Complete the following |
• 1. Summarize the fasterRaster excerpt below in two sentences.
• 2. According to the fasterRaster excerpt below, how many cores and how much memory does fasterRaster use by default for GRASS modules that let users set these values?
• 3. List every file format named in the fasterRaster excerpt below.

Reading text |
++++++++

Exporting GRasters and GVectors from a GRASS session

You can convert a GRaster to a SpatRaster raster using rast():

terra_elev <- rast(elev)

To convert a GVector to the terra package's SpatVector, use vect():

terra_rivers <- vect(rivers)

You can use writeRaster() and writeVector() to save fasterRaster rasters and vectors directly to disk. This will always be faster than using rast() or vect() and then saving.

elev_temp_file <- tempfile(fileext = ".tif") # save as GeoTIFF
writeRaster(elev, elev_temp_file)

vect_temp_shp <- tempfile(fileext = ".shp") # save as shapefile
vect_temp_gpkg <- tempfile(fileext = ".gpkg") # save as GeoPackage
writeVector(rivers, vect_temp_shp)
writeVector(rivers, vect_temp_gpkg)

Functions

To see a detailed list of functions available in fasterRaster, attach the package and use ?fasterRaster. Note the additional tutorials linked from there!

Tips for masking fasterRaster faster

  1. Loading rasters and vectors directly from disk using fast(), rather than converting terra or sf objects is faster. Why? Because if the object does not have a file to which the R object points, fast() has to save it to disk first as a GeoTIFF or GeoPackage file, then load it into GRASS.

  2. Similarly, saving GRasters and GVectors directly to disk will always be faster than converting them to SpatRasters or SpatVector using rast() or vect(), then saving them. Why? Because these functions actually save the file to disk then uses the respective function from the respective package to connect to the file.

  3. Every time you switch between using a GRaster or GVector with a different coordinate reference system (CRS), GRASS has to spend a few second changing to that CRS. So, you can save some time by doing as much work as possible with objects in one CRS, then switching to work on objects in another CRS.

  4. By default, fasterRaster use 2 cores and 1024 MB (1 GB) of memory for GRASS modules that allow users to specify these values. You can set these to higher values using faster() and thus potentially speed up some calculations. Functions in newer versions of GRASS have more capacity to use these options, so updating GRASS to the latest version can help, too.

  5. Compared to terra and sf, fasterRaster is not faster with vectors, so if you can, do vector processing with those packages first.

++++++++

Data segment |
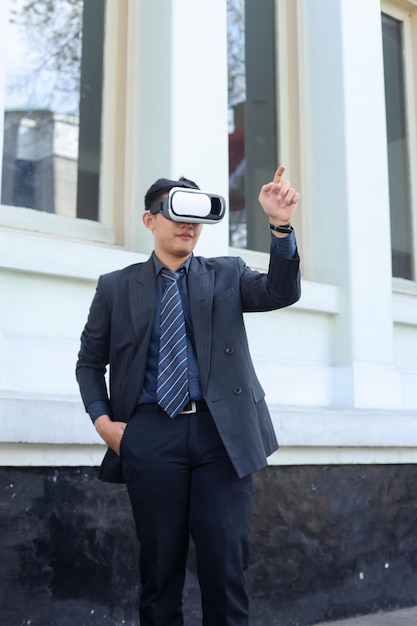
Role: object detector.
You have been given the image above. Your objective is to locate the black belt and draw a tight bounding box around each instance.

++++++++

Expected outputs |
• 1. GRasters and GVectors can be converted to terra's SpatRaster and SpatVector with rast() and vect(), or saved straight to disk with writeRaster() and writeVector(), which is always faster. Other ways to speed up fasterRaster are loading files directly from disk with fast(), doing as much work as possible in one CRS before switching, raising the core and memory settings with faster(), and doing vector processing with terra or sf first.

• 2. It uses 2 cores and 1024 MB (1 GB) of memory.

• 3. GeoTIFF, shapefile, GeoPackage